◆ **Excerpted passage**

::::::::::

Thank you so much for your comment Sieran! I relate to a lot of what you've said here, also being a small-statured and quiet trans man who works in a field filled with predominately women. Most of the professional spaces I've occupied have been explicitly feminist spaces where women being in leadership positions, calling out sexism, and complaining about men was common. And of the handful of men who do get hired in my department, nearly all of them are gay and communicate in very feminine-coded ways.
Before I transitioned, I think this gender breakdown and culture insulated me from experiencing much sexism, and it's benefitted me immensely afterward, as well. There's very little overt competitiveness or pushiness in this environment, and when I do assert myself, people value my perspective and also don't feel like they have to put their guard up around me.
Sometimes effeminacy makes us less threatening as marginalized men, because it reads almost as an effacing of our societal power I think? And I think that might be a factor in both of our experiences.

::::::::::

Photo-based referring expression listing
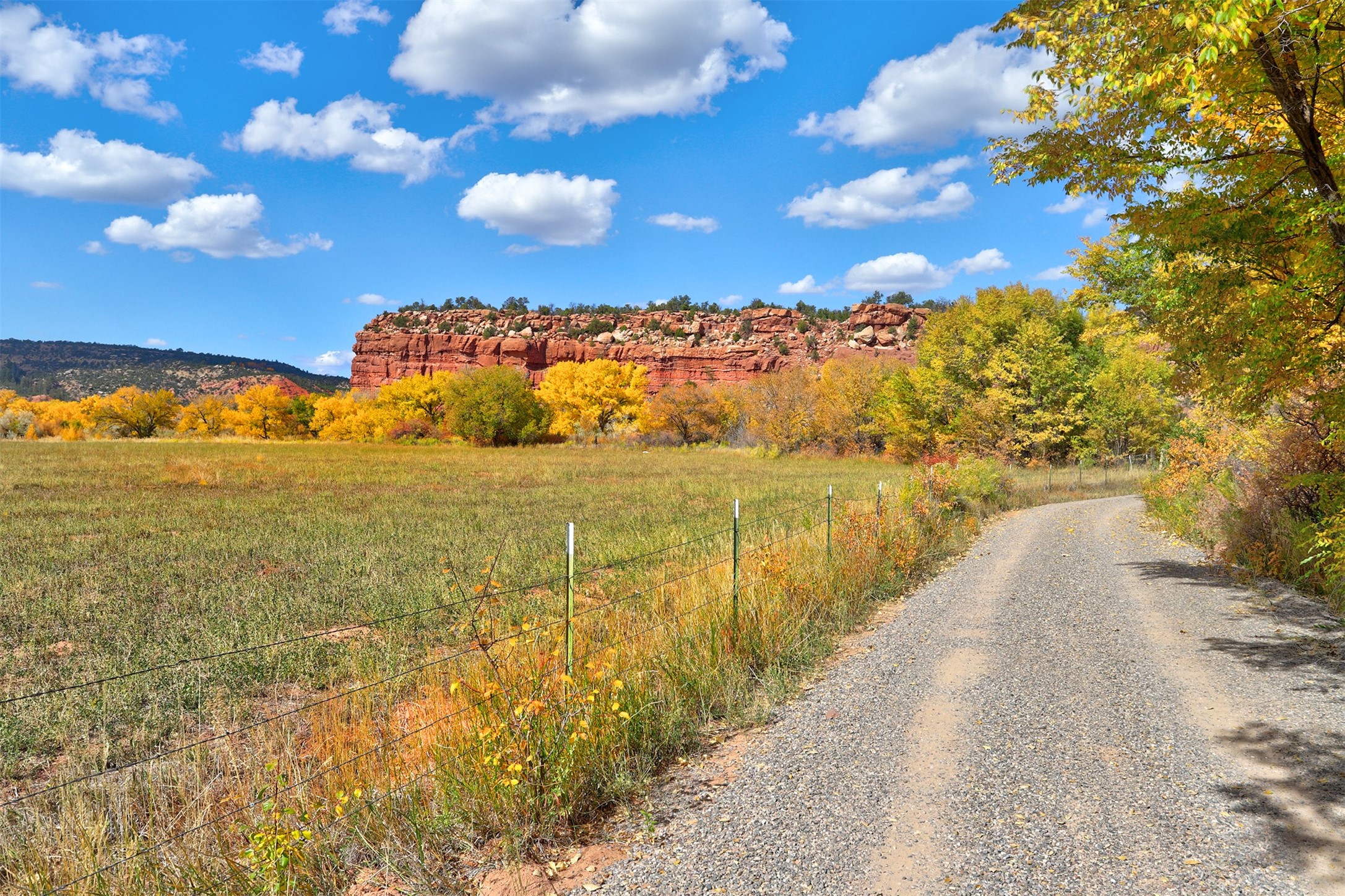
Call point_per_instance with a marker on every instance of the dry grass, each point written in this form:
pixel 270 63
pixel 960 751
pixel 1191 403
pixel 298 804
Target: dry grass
pixel 443 735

::::::::::

◆ **Required work**
1. Answer these questions from the reply to Sieran about workplace gender culture:
(a) What kind of professional spaces does the writer say they have mostly occupied?
(b) What is said about nearly all of the men who get hired in the writer's department?
(c) According to the reply, how can effeminacy sometimes affect how marginalized men are seen?
2. List the things the reply to Sieran about workplace gender culture says were common in the professional spaces the writer has mostly occupied.
3. Pick up the reply to Sieran about workplace gender culture after its final sentence and continue writing it.

◆ **Results in order**
1.
(a) Explicitly feminist spaces.
(b) Nearly all of them are gay and communicate in very feminine-coded ways.
(c) It can make them less threatening, because it reads almost as an effacing of their societal power.

2.
- Women being in leadership positions
- Calling out sexism
- Complaining about men

3.
Outside of work, I have gotten to know a lot of straight guys, some of them very masculine and from hyper-masculine cultural milieus -- but I've found them to be surprisingly tender and vulnerable around me. A big construction worker commented my perfume outside of the pharmacy the other day, and another guy on the bus told me all about grieving his son who passed away many years ago. I don't know what it is exactly, but I do think that my smallness and effeminacy actually can make even men feel more warmly toward me, and like they can drop the masculine posturing, and many of them seem to be desperate to do it.